> Short exercise
Put every line of the rows below into a single numbered list, dropping any blank lines. Keep the pictures out of the list.

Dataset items
━━━━
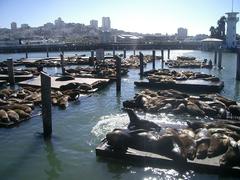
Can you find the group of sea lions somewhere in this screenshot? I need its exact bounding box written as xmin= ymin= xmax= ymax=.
xmin=106 ymin=109 xmax=240 ymax=167
xmin=0 ymin=86 xmax=79 ymax=123
xmin=144 ymin=69 xmax=220 ymax=82
xmin=166 ymin=56 xmax=213 ymax=69
xmin=123 ymin=89 xmax=240 ymax=118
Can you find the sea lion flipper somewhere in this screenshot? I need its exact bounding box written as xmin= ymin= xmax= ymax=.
xmin=125 ymin=108 xmax=140 ymax=123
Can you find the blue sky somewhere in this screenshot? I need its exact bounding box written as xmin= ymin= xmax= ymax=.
xmin=0 ymin=0 xmax=240 ymax=35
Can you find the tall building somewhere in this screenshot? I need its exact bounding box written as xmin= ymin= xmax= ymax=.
xmin=11 ymin=22 xmax=17 ymax=30
xmin=21 ymin=24 xmax=30 ymax=29
xmin=54 ymin=17 xmax=65 ymax=28
xmin=90 ymin=19 xmax=98 ymax=29
xmin=102 ymin=17 xmax=111 ymax=32
xmin=226 ymin=12 xmax=239 ymax=48
xmin=177 ymin=27 xmax=187 ymax=40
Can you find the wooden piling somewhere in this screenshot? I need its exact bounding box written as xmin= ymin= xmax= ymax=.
xmin=47 ymin=48 xmax=49 ymax=57
xmin=123 ymin=48 xmax=127 ymax=58
xmin=25 ymin=51 xmax=28 ymax=59
xmin=161 ymin=49 xmax=164 ymax=69
xmin=139 ymin=52 xmax=143 ymax=77
xmin=236 ymin=48 xmax=240 ymax=80
xmin=214 ymin=51 xmax=217 ymax=65
xmin=168 ymin=49 xmax=170 ymax=59
xmin=60 ymin=54 xmax=65 ymax=75
xmin=7 ymin=58 xmax=15 ymax=85
xmin=152 ymin=50 xmax=156 ymax=69
xmin=113 ymin=46 xmax=116 ymax=57
xmin=41 ymin=72 xmax=52 ymax=138
xmin=218 ymin=48 xmax=222 ymax=69
xmin=114 ymin=56 xmax=121 ymax=92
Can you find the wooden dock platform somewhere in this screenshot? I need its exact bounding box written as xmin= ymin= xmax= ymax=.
xmin=134 ymin=79 xmax=224 ymax=92
xmin=19 ymin=76 xmax=110 ymax=89
xmin=96 ymin=139 xmax=240 ymax=176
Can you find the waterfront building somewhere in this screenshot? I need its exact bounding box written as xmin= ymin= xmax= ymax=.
xmin=102 ymin=17 xmax=111 ymax=32
xmin=226 ymin=12 xmax=239 ymax=48
xmin=11 ymin=22 xmax=17 ymax=31
xmin=54 ymin=17 xmax=65 ymax=28
xmin=177 ymin=27 xmax=188 ymax=40
xmin=90 ymin=19 xmax=98 ymax=29
xmin=21 ymin=24 xmax=30 ymax=29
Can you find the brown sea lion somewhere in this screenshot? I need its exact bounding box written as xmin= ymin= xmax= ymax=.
xmin=7 ymin=110 xmax=20 ymax=122
xmin=207 ymin=133 xmax=229 ymax=158
xmin=228 ymin=105 xmax=240 ymax=116
xmin=186 ymin=101 xmax=205 ymax=116
xmin=195 ymin=128 xmax=211 ymax=159
xmin=125 ymin=108 xmax=161 ymax=132
xmin=0 ymin=109 xmax=10 ymax=123
xmin=55 ymin=76 xmax=75 ymax=81
xmin=14 ymin=109 xmax=31 ymax=119
xmin=106 ymin=129 xmax=186 ymax=162
xmin=219 ymin=140 xmax=240 ymax=167
xmin=58 ymin=95 xmax=69 ymax=109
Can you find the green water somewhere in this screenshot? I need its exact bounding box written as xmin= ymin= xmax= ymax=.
xmin=0 ymin=51 xmax=240 ymax=180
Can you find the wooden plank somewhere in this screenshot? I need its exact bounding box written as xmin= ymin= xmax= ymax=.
xmin=96 ymin=139 xmax=240 ymax=175
xmin=134 ymin=79 xmax=224 ymax=92
xmin=19 ymin=76 xmax=110 ymax=89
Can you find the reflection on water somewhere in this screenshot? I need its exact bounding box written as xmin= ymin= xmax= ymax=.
xmin=44 ymin=139 xmax=63 ymax=180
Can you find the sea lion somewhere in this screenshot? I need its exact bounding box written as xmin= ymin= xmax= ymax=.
xmin=228 ymin=105 xmax=240 ymax=116
xmin=7 ymin=110 xmax=20 ymax=122
xmin=195 ymin=128 xmax=211 ymax=159
xmin=186 ymin=101 xmax=205 ymax=116
xmin=207 ymin=133 xmax=229 ymax=158
xmin=125 ymin=108 xmax=161 ymax=131
xmin=106 ymin=129 xmax=186 ymax=162
xmin=59 ymin=83 xmax=81 ymax=91
xmin=55 ymin=76 xmax=75 ymax=81
xmin=219 ymin=140 xmax=240 ymax=167
xmin=186 ymin=120 xmax=205 ymax=130
xmin=0 ymin=109 xmax=10 ymax=123
xmin=58 ymin=95 xmax=69 ymax=109
xmin=14 ymin=109 xmax=31 ymax=119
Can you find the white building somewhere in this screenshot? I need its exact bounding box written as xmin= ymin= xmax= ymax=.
xmin=102 ymin=17 xmax=111 ymax=32
xmin=90 ymin=19 xmax=98 ymax=29
xmin=54 ymin=17 xmax=65 ymax=28
xmin=11 ymin=22 xmax=17 ymax=30
xmin=21 ymin=24 xmax=30 ymax=29
xmin=226 ymin=12 xmax=239 ymax=48
xmin=177 ymin=27 xmax=187 ymax=40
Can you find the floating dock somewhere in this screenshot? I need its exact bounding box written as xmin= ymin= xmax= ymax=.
xmin=96 ymin=139 xmax=240 ymax=176
xmin=134 ymin=79 xmax=224 ymax=92
xmin=19 ymin=76 xmax=110 ymax=90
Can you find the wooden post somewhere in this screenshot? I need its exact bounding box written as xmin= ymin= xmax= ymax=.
xmin=7 ymin=58 xmax=15 ymax=85
xmin=89 ymin=50 xmax=94 ymax=66
xmin=218 ymin=48 xmax=222 ymax=69
xmin=123 ymin=48 xmax=127 ymax=58
xmin=47 ymin=48 xmax=49 ymax=57
xmin=41 ymin=72 xmax=52 ymax=138
xmin=161 ymin=49 xmax=164 ymax=69
xmin=236 ymin=48 xmax=240 ymax=80
xmin=60 ymin=54 xmax=65 ymax=75
xmin=139 ymin=52 xmax=143 ymax=77
xmin=113 ymin=46 xmax=116 ymax=57
xmin=25 ymin=50 xmax=28 ymax=59
xmin=152 ymin=50 xmax=156 ymax=69
xmin=114 ymin=56 xmax=121 ymax=92
xmin=214 ymin=51 xmax=217 ymax=65
xmin=168 ymin=49 xmax=170 ymax=59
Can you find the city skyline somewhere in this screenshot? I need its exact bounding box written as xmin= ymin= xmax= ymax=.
xmin=0 ymin=0 xmax=240 ymax=35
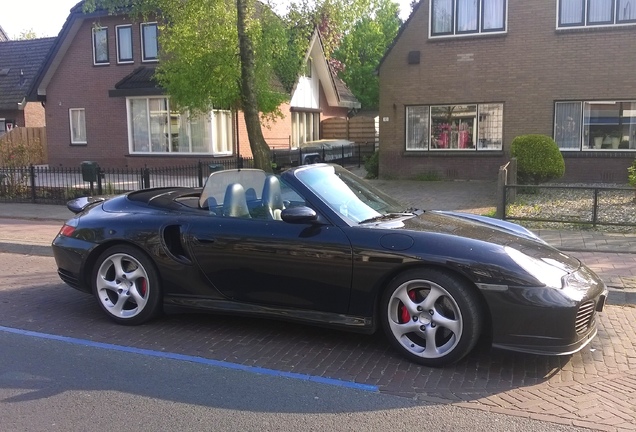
━━━━
> Expected answer
1. Can you find the group of sea lions somewhere in this screenshot? I need its exact bounding box written as xmin= ymin= xmax= ymax=.
2. xmin=106 ymin=109 xmax=240 ymax=167
3. xmin=0 ymin=86 xmax=79 ymax=123
4. xmin=144 ymin=69 xmax=220 ymax=82
5. xmin=166 ymin=56 xmax=213 ymax=69
6. xmin=123 ymin=89 xmax=240 ymax=118
7. Can you find the sea lion flipper somewhere in this screenshot? I need its exact bounding box written as xmin= ymin= xmax= ymax=.
8. xmin=125 ymin=108 xmax=140 ymax=123
9. Can you find the blue sky somewhere in this screenshot? I need its exact bounding box written as xmin= ymin= xmax= ymax=.
10. xmin=0 ymin=0 xmax=240 ymax=35
11. Can you find the tall building somewhere in this screenshot? I need its exact bounding box written as xmin= ymin= xmax= ymax=.
12. xmin=11 ymin=22 xmax=17 ymax=30
13. xmin=21 ymin=24 xmax=30 ymax=29
14. xmin=54 ymin=17 xmax=65 ymax=28
15. xmin=90 ymin=19 xmax=98 ymax=29
16. xmin=102 ymin=17 xmax=111 ymax=32
17. xmin=226 ymin=12 xmax=239 ymax=48
18. xmin=177 ymin=27 xmax=187 ymax=40
19. Can you find the wooden piling somewhere in this screenshot? I need its exact bounding box written as xmin= ymin= xmax= ymax=.
20. xmin=47 ymin=48 xmax=49 ymax=57
21. xmin=123 ymin=48 xmax=127 ymax=58
22. xmin=25 ymin=51 xmax=28 ymax=59
23. xmin=161 ymin=49 xmax=164 ymax=69
24. xmin=139 ymin=52 xmax=143 ymax=77
25. xmin=236 ymin=48 xmax=240 ymax=80
26. xmin=214 ymin=51 xmax=217 ymax=65
27. xmin=168 ymin=49 xmax=170 ymax=59
28. xmin=60 ymin=54 xmax=65 ymax=75
29. xmin=7 ymin=58 xmax=15 ymax=85
30. xmin=152 ymin=50 xmax=156 ymax=69
31. xmin=113 ymin=46 xmax=116 ymax=57
32. xmin=41 ymin=72 xmax=52 ymax=138
33. xmin=218 ymin=48 xmax=222 ymax=69
34. xmin=114 ymin=56 xmax=121 ymax=92
35. Can you find the wooden dock platform somewhere in this screenshot? I need its exact bounding box written as xmin= ymin= xmax= ymax=.
36. xmin=134 ymin=79 xmax=224 ymax=92
37. xmin=19 ymin=76 xmax=110 ymax=89
38. xmin=96 ymin=139 xmax=240 ymax=176
39. Can you find the waterfront building somewhere in this screenshot? I need its exact bounding box written as xmin= ymin= xmax= ymax=.
40. xmin=102 ymin=17 xmax=111 ymax=32
41. xmin=226 ymin=12 xmax=239 ymax=48
42. xmin=11 ymin=22 xmax=17 ymax=31
43. xmin=54 ymin=17 xmax=65 ymax=28
44. xmin=177 ymin=27 xmax=188 ymax=40
45. xmin=90 ymin=19 xmax=98 ymax=29
46. xmin=21 ymin=24 xmax=30 ymax=29
47. Can you find the brown sea lion somewhere in this screenshot? I need its exact bounding box written as xmin= ymin= xmax= ymax=.
48. xmin=7 ymin=110 xmax=20 ymax=122
49. xmin=207 ymin=133 xmax=229 ymax=158
50. xmin=228 ymin=105 xmax=240 ymax=116
51. xmin=186 ymin=101 xmax=205 ymax=116
52. xmin=195 ymin=128 xmax=211 ymax=159
53. xmin=125 ymin=108 xmax=161 ymax=132
54. xmin=0 ymin=109 xmax=10 ymax=123
55. xmin=55 ymin=76 xmax=75 ymax=81
56. xmin=14 ymin=109 xmax=31 ymax=119
57. xmin=106 ymin=129 xmax=186 ymax=162
58. xmin=219 ymin=140 xmax=240 ymax=167
59. xmin=58 ymin=95 xmax=69 ymax=109
60. Can you find the green water somewhere in this screenshot? I need its exact bounding box written as xmin= ymin= xmax= ymax=.
61. xmin=0 ymin=51 xmax=240 ymax=180
62. Can you find the wooden plank somewhere in this screenshot? I need its exact bounding box written as xmin= ymin= xmax= ymax=.
63. xmin=96 ymin=139 xmax=240 ymax=175
64. xmin=134 ymin=79 xmax=224 ymax=92
65. xmin=19 ymin=76 xmax=110 ymax=89
66. Can you find the reflection on water somewhere in this screenshot? I need its exact bounding box written as xmin= ymin= xmax= ymax=.
67. xmin=44 ymin=139 xmax=63 ymax=180
68. Can you find the sea lion somewhere in this screenshot? I need its exact bounding box written as xmin= ymin= xmax= ymax=.
69. xmin=228 ymin=105 xmax=240 ymax=116
70. xmin=7 ymin=110 xmax=20 ymax=122
71. xmin=195 ymin=128 xmax=211 ymax=159
72. xmin=186 ymin=101 xmax=205 ymax=116
73. xmin=207 ymin=133 xmax=229 ymax=158
74. xmin=125 ymin=108 xmax=161 ymax=131
75. xmin=106 ymin=129 xmax=186 ymax=162
76. xmin=59 ymin=83 xmax=81 ymax=91
77. xmin=55 ymin=76 xmax=75 ymax=81
78. xmin=219 ymin=140 xmax=240 ymax=167
79. xmin=186 ymin=120 xmax=205 ymax=130
80. xmin=0 ymin=109 xmax=10 ymax=123
81. xmin=58 ymin=95 xmax=69 ymax=109
82. xmin=14 ymin=109 xmax=31 ymax=119
83. Can you find the white building somewhere in this screenshot? I need its exact bounding box written as xmin= ymin= xmax= ymax=.
84. xmin=102 ymin=17 xmax=111 ymax=32
85. xmin=90 ymin=19 xmax=98 ymax=29
86. xmin=54 ymin=17 xmax=65 ymax=28
87. xmin=11 ymin=22 xmax=17 ymax=30
88. xmin=21 ymin=24 xmax=30 ymax=29
89. xmin=226 ymin=12 xmax=239 ymax=48
90. xmin=177 ymin=27 xmax=187 ymax=40
91. Can you find the floating dock somewhere in this screenshot? I need its exact bounding box written as xmin= ymin= xmax= ymax=.
92. xmin=96 ymin=139 xmax=240 ymax=176
93. xmin=134 ymin=79 xmax=224 ymax=92
94. xmin=19 ymin=76 xmax=110 ymax=90
95. Can you find the wooden post somewhere in this screenshot? I need its exact bounding box written as xmin= ymin= xmax= ymax=.
96. xmin=7 ymin=58 xmax=15 ymax=85
97. xmin=89 ymin=50 xmax=94 ymax=66
98. xmin=218 ymin=48 xmax=222 ymax=69
99. xmin=123 ymin=48 xmax=127 ymax=58
100. xmin=47 ymin=48 xmax=49 ymax=57
101. xmin=41 ymin=72 xmax=52 ymax=138
102. xmin=161 ymin=49 xmax=164 ymax=69
103. xmin=236 ymin=48 xmax=240 ymax=80
104. xmin=60 ymin=54 xmax=65 ymax=75
105. xmin=139 ymin=52 xmax=143 ymax=77
106. xmin=113 ymin=46 xmax=116 ymax=57
107. xmin=25 ymin=50 xmax=28 ymax=59
108. xmin=152 ymin=50 xmax=156 ymax=69
109. xmin=114 ymin=56 xmax=121 ymax=92
110. xmin=214 ymin=51 xmax=217 ymax=65
111. xmin=168 ymin=49 xmax=170 ymax=59
112. Can you find the city skyline somewhere in this screenshot? I need its exact bounding box written as xmin= ymin= xmax= ymax=.
113. xmin=0 ymin=0 xmax=240 ymax=35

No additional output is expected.